Extract the data exactly, missing nothing.

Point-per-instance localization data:

- Opening Delimiter -

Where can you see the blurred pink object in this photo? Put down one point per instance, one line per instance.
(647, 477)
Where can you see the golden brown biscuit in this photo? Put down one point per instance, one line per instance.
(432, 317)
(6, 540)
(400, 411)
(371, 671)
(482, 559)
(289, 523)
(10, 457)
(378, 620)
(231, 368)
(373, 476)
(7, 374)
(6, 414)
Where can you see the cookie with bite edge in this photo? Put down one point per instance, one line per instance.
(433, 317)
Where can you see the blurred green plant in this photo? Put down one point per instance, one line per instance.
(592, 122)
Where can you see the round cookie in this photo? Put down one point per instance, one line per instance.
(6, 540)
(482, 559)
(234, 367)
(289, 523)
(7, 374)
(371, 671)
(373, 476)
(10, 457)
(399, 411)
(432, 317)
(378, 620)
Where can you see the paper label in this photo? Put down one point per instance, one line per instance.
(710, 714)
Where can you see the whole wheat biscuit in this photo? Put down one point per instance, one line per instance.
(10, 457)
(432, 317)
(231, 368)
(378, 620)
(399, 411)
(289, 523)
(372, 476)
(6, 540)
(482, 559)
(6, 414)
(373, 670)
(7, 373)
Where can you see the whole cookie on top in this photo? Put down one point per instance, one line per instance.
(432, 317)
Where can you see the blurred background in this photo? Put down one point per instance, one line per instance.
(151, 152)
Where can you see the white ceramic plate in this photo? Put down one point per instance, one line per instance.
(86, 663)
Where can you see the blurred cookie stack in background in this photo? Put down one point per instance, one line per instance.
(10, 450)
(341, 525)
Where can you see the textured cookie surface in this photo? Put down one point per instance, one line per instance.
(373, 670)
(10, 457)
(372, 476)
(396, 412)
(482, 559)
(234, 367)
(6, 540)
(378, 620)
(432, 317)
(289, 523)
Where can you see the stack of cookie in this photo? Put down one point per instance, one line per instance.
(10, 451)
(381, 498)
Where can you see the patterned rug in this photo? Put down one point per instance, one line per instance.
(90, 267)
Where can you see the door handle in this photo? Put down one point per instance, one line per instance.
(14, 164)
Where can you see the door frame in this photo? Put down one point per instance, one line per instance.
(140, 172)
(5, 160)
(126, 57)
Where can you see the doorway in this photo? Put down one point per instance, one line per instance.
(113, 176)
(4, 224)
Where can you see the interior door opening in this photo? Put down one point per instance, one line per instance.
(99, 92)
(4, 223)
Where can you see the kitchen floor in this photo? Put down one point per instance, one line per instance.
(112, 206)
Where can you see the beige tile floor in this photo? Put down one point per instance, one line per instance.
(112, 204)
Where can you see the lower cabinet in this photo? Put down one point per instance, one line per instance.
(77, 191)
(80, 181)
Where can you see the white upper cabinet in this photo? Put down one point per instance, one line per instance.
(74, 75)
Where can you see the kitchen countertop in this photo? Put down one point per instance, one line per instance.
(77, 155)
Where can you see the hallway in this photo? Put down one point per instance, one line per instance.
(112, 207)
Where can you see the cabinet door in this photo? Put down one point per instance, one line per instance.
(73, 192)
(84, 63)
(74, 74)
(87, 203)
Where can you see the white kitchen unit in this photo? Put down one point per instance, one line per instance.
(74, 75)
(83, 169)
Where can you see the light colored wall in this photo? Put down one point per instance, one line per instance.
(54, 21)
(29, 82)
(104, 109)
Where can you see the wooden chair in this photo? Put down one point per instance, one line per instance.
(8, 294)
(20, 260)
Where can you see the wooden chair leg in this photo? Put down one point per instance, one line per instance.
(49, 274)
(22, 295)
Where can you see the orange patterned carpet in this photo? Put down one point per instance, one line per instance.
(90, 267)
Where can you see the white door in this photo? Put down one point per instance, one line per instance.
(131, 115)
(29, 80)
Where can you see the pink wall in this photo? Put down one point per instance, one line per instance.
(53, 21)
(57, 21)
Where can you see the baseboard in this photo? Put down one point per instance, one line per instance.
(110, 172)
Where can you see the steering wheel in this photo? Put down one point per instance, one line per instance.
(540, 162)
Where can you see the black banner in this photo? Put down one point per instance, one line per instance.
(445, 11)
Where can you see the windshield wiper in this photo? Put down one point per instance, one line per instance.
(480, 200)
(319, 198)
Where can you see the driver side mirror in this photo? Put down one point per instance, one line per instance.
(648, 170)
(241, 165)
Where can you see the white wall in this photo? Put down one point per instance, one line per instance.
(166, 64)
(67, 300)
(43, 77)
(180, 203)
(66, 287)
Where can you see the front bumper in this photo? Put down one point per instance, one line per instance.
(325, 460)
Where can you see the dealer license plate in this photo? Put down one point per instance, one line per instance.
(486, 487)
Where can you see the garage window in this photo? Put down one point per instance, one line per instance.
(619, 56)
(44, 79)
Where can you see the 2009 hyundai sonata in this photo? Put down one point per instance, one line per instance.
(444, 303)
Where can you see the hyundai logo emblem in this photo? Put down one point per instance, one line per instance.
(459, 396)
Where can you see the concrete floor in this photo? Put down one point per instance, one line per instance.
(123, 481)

- Closing Delimiter -

EXERCISE OUTPUT |
Where can you see the blurred pink object in this photo? Put down one point per instance, one line per instance.
(647, 477)
Where can you see the golden brown biscuit in this photo? Put down one point per instance, one line per instance.
(432, 317)
(6, 540)
(400, 411)
(371, 671)
(482, 559)
(289, 523)
(10, 457)
(378, 620)
(231, 368)
(373, 476)
(7, 374)
(6, 414)
Where can you see the cookie with bite edge in this photo? Put down one point per instance, one line per instance.
(433, 317)
Where can you see the blurred green plant in this photo? Put down one point per instance, one line per instance.
(592, 122)
Where can you see the round cookie in this photo? Put down one point per instance, one line per instance.
(6, 540)
(482, 559)
(234, 367)
(289, 523)
(7, 374)
(371, 671)
(373, 476)
(10, 457)
(399, 411)
(432, 317)
(378, 620)
Where can you see the paper label in this photo? Put down one point per instance, one line per instance.
(710, 714)
Where can you see the whole wheat biscuit in this photo? Put down one point per instance, one line per instance.
(10, 457)
(432, 317)
(231, 368)
(378, 620)
(399, 411)
(289, 523)
(372, 476)
(6, 540)
(482, 559)
(6, 414)
(373, 670)
(7, 373)
Where can you see the whole cookie on top in this photo? Put down one point per instance, one line per instance.
(432, 317)
Where can you see the blurred background in this photo? Put down one point per instance, one line per instance.
(151, 152)
Where can you see the white ceramic plate in this photo? Put down one point per instance, one line per instance.
(86, 663)
Where can you see the blurred cookie stack in background in this photo? Put down one point per instance, one line per instance.
(10, 450)
(341, 525)
Where can you see the textured cookie surface in this photo? Put down one point per instance, one line per instance.
(373, 670)
(10, 457)
(372, 476)
(396, 412)
(482, 559)
(234, 367)
(6, 540)
(378, 620)
(432, 317)
(289, 523)
Where can you see the stack of cookie in this photo? Put down one point per instance, one line per instance.
(10, 451)
(381, 498)
Where can you see the patterned rug in this photo? Put down one point per instance, one line per instance.
(90, 267)
Where can you see the door handle in this photo? Put down one point per instance, one line per instance.
(14, 164)
Where can you see the door frame in this photo? Put down one point per instance, one line per instance.
(140, 172)
(5, 160)
(126, 57)
Where can you see the doorway in this photo? Put down one point per instance, one line per instance.
(113, 176)
(4, 224)
Where can you see the interior door opening in this photo? Put down one point per instance, one line per instance.
(99, 92)
(4, 223)
Where can you see the kitchen floor in this photo? Put down one point per instance, one line per instance.
(112, 206)
Where can you see the beige tile floor in this photo? Put down one point per instance, one line per instance.
(112, 204)
Where can you see the lower cabinet in this photo? Put down one point per instance, one line per instance.
(77, 191)
(80, 181)
Where can you see the white upper cabinet in this photo? Put down one point per instance, one line per instance.
(74, 75)
Where can you see the kitchen countertop in this photo? Put down one point per instance, one line per instance.
(77, 155)
Where can you see the hallway in this photo? Put down one point per instance, one line per instance.
(112, 207)
Where can you see the cabinet door in this photo? Put down one point per instance, one line per instance.
(73, 192)
(84, 63)
(74, 74)
(87, 203)
Where can you see the white kitchen unit in this photo? Put down one point per instance, one line per instance.
(74, 75)
(83, 169)
Where can you see the light colored wall in this photo? Put down one point per instance, one line per instance.
(54, 21)
(29, 82)
(104, 109)
Where can you see the wooden chair in this photo? Put down one point per instance, one line per instance.
(8, 294)
(20, 260)
Where can you see the wooden chair leg in this photo? Put down one point per instance, one line per instance.
(49, 274)
(22, 295)
Where can you see the orange patterned carpet in this photo? Put down one point per instance, one line per instance.
(90, 267)
Where can you see the white door in this photo? Put down one point per instance, one line per instance.
(131, 115)
(29, 80)
Where can you see the pink wall in this photo? Put down one point per instance, one line per instance.
(53, 21)
(57, 21)
Where can you see the baseboard in this photo? Put down one point per instance, one line per instance.
(110, 172)
Where can you see the steering wheel in this photo? Put down one point per instance, one line per instance.
(540, 162)
Where can you see the black banner in this photo? Put down one point per instance, one line per instance.
(445, 11)
Where can you see the windshield wiper in this photo? Put down one point per instance, one line per instance.
(480, 200)
(319, 198)
Where can you see the driver side mirror in this photo? Put down one point per instance, one line per instance.
(648, 170)
(241, 165)
Where can you see the white wall in this photo? Put down one point per instance, one line per instance.
(166, 64)
(67, 300)
(43, 77)
(180, 203)
(66, 287)
Where can you see the front bumper in this photo? Put down one point per instance, one line per instance.
(325, 460)
Where can you see the dealer license plate in this photo? Put down one point per instance, one line per instance.
(486, 487)
Where can you see the garage window in this photo? Put down one point per instance, one line per instance.
(619, 56)
(44, 79)
Where can you see the 2009 hyundai sonata in this photo? Put down one point per instance, one line per instance.
(444, 303)
Where can you see the hyundai logo emblem in this photo? Put down one point per instance, one line per instance.
(459, 396)
Where can you see the concrete floor in this photo? Put down one point per instance, one line per instance.
(123, 481)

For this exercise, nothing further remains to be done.